━━━━━ Provided material ━━━━━

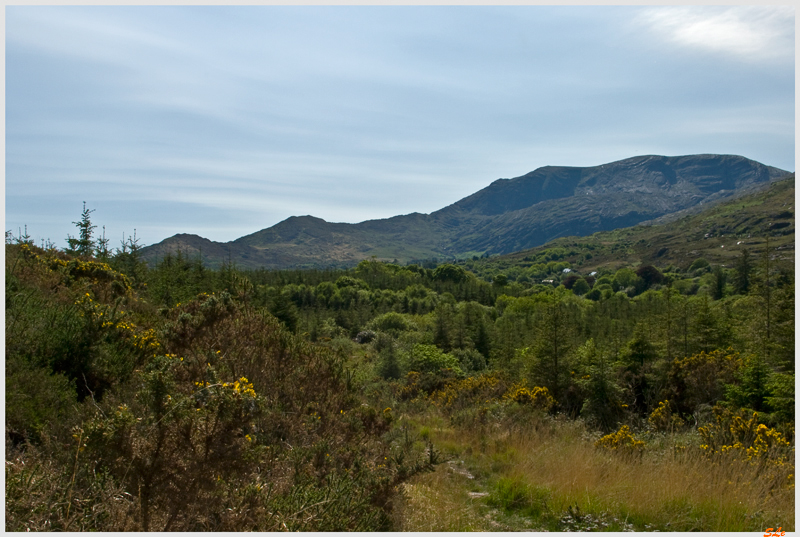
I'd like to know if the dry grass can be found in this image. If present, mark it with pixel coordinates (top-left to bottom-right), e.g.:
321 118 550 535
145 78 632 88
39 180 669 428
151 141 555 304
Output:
393 464 504 532
418 414 795 531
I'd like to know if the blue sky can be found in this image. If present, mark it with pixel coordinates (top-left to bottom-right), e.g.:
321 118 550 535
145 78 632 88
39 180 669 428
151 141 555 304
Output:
5 6 795 247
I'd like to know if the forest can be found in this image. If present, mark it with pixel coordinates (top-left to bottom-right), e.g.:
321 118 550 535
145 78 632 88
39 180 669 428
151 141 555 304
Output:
5 199 795 532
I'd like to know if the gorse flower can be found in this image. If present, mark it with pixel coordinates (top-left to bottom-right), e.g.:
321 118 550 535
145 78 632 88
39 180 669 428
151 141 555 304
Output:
594 425 645 451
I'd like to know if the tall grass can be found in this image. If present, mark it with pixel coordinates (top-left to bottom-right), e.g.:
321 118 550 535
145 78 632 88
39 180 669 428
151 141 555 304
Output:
428 412 794 531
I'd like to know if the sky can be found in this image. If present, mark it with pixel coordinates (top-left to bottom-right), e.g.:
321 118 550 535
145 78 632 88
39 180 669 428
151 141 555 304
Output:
5 5 795 248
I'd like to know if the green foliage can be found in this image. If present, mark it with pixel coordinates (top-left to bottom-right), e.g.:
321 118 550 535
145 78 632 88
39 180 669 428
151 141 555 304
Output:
406 343 461 374
489 477 551 518
67 201 97 257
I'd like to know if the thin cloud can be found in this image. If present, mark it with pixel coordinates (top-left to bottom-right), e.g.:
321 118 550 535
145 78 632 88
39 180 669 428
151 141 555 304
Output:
638 6 794 62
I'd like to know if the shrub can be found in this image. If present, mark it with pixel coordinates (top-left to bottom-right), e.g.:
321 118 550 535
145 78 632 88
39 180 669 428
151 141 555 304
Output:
594 425 644 453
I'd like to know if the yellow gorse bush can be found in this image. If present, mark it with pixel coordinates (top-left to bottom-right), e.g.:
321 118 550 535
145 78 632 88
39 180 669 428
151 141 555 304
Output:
430 374 500 409
594 425 645 451
503 383 556 410
697 408 794 466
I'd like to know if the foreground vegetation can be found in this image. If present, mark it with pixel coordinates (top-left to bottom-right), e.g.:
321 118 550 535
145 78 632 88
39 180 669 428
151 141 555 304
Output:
6 196 794 531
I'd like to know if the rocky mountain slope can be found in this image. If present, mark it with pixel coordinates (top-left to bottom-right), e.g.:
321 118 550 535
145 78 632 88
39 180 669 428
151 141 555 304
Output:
143 155 788 269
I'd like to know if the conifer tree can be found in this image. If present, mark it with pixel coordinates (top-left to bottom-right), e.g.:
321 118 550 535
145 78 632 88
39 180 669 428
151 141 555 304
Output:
67 201 97 257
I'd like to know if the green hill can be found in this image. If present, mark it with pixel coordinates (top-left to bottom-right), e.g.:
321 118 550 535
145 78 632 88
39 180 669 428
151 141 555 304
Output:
142 155 788 269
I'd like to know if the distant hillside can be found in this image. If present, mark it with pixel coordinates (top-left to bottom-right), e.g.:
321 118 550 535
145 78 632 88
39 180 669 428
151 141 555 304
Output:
143 155 788 269
482 174 795 274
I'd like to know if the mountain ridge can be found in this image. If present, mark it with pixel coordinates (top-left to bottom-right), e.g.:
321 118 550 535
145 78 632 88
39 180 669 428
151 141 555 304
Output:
143 154 789 269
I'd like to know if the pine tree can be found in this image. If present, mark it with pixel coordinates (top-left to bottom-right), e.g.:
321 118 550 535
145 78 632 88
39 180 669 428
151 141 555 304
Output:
67 201 97 257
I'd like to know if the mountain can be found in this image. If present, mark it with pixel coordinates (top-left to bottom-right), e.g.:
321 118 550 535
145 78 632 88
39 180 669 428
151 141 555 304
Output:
143 155 789 269
482 174 795 274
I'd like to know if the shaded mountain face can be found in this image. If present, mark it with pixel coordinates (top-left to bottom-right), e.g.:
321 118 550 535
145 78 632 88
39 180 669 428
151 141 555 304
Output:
143 155 789 269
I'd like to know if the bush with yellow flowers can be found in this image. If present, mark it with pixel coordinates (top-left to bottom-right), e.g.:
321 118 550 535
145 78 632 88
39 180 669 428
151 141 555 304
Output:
594 425 645 453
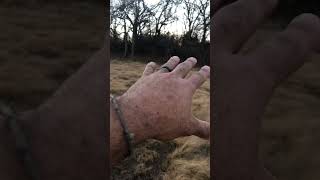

━━━━━

What you should do >> Please copy every row above word for word, leaving the pictures out of your answer.

Solution to this exercise >>
I'd like to know if the dry grass can be found in this image. If present, mark it with pixel coordinates (top-left to bottom-right), e.g.:
321 118 550 535
145 78 632 88
39 180 669 428
151 141 555 304
Output:
393 464 504 532
418 414 795 531
I'd like to know if the blue sky can be found in this image. If present, mark it with pixel coordinates (top-left to bottom-right), e.g.:
321 118 550 535
145 78 632 88
39 180 669 428
151 141 555 304
Output:
5 6 795 247
I'd like to know if the forest can be found in this image. If present, mark it with pixel coordinates (top-left to bottom-right), e.g.:
321 118 550 535
145 78 632 88
39 180 669 428
151 141 555 304
Output:
5 199 795 532
I'd like to know if the gorse flower can be found in this image. If present, mark it with pixel coordinates (top-left to bottom-right), e.g.:
321 118 550 535
145 78 632 88
39 180 669 428
151 141 555 304
Output:
594 425 645 451
I'd like to know if the tall grass can be found in this image. If present, mark it with pixel coordinates (top-left to bottom-right), e.g.:
321 118 550 535
145 78 632 88
39 180 669 428
151 141 555 304
Output:
428 412 794 531
I'd like to know if the sky can be found in this image. If present, mark it with pixel coordinates (top-left to bottom-right), e.g.:
321 118 550 535
145 78 632 88
39 180 669 428
151 141 555 304
Output:
5 5 795 248
I'd like to know if the green foliage can be found in this image. If present, mark it with pixel coordinates (top-left to bottom-right), e.g.:
321 118 550 535
145 78 632 88
39 180 669 428
151 141 555 304
Output:
406 343 461 374
489 477 551 518
67 201 97 257
I'd like to know if the thin cloud can be found in this image. If present, mark it with pixel coordinates (top-left to bottom-right), e.g.:
321 118 550 535
145 78 632 88
39 180 669 428
151 141 555 304
Output:
638 6 794 62
I'd like to know if the shrub can be found in this image. If present, mark it with pixel coordinates (top-left to bottom-right), e.g.:
321 118 550 535
145 78 632 88
39 180 669 428
151 141 555 304
Output:
594 425 644 453
I'd like to know if the yellow gorse bush can be found in this image. If present, mark it with pixel coordinates (top-left to bottom-right), e.g.:
321 118 550 535
145 78 632 88
39 180 669 428
151 141 555 304
Output:
430 374 500 409
594 425 645 451
503 383 556 410
697 408 794 466
I'd like to know if the foreground vegetation can be found in this image. If present, mark it with pixel coordinates (top-left to bottom-right), e.g.:
321 118 550 535
145 78 632 88
39 180 669 428
151 141 555 304
Output:
6 196 794 531
I'd like to know if the rocky mountain slope can be found in this image. If present, mark it with pixel coordinates (top-left to bottom-right), e.g.:
321 118 550 535
145 78 632 88
39 180 669 428
151 141 555 304
Output:
143 155 788 269
I'd like to know if the conifer tree can be found in this image. If present, mark it with pixel coordinates (top-left to bottom-right), e.g.:
321 118 550 535
145 78 632 88
39 180 669 428
151 141 555 304
Output:
67 201 97 257
I'd like to know if the green hill can be found in this image. If present, mark it with pixel coordinates (top-left to bottom-right), e.g.:
321 118 550 535
145 78 632 88
39 180 669 428
151 141 555 304
Output:
142 155 788 269
I'd like to know if the distant hillside can be found in this image. If present, mark it with pixel coordinates (top-left to bottom-right), e.g.:
321 118 550 535
145 78 632 88
39 180 669 428
151 141 555 304
Output:
143 155 788 269
482 174 795 274
I'd like to know if the mountain ridge can be found in this image. If present, mark it with pixel coordinates (top-left to bottom-right), e.g.:
321 118 550 535
145 78 632 88
39 180 669 428
151 141 555 304
Output:
143 154 789 269
I'd like to know if the pine tree can be found in this image. If present, mark it with pixel coordinates (top-left to bottom-right), e.g.:
321 118 550 535
145 78 632 88
39 180 669 428
151 141 555 304
Output:
67 201 97 257
I'd like to know if the mountain can be found in this image. If present, mark it with pixel coordinates (top-left to bottom-right), e.g.:
321 118 550 535
145 78 632 88
39 180 669 428
151 141 555 304
Output:
143 155 789 269
482 174 795 274
I'd like to know if the shaded mountain face can be found in this image. If present, mark it with pixel coordinates (top-left to bottom-right), e.g.:
321 118 550 535
145 78 632 88
39 180 669 428
151 141 555 304
Output:
143 155 789 269
I'd like to know if the bush with yellow flowers can be found in this image. If present, mark it with pixel coordinates (top-left to bottom-right), e.g.:
321 118 550 535
145 78 632 88
39 180 669 428
151 141 555 304
Output:
594 425 645 453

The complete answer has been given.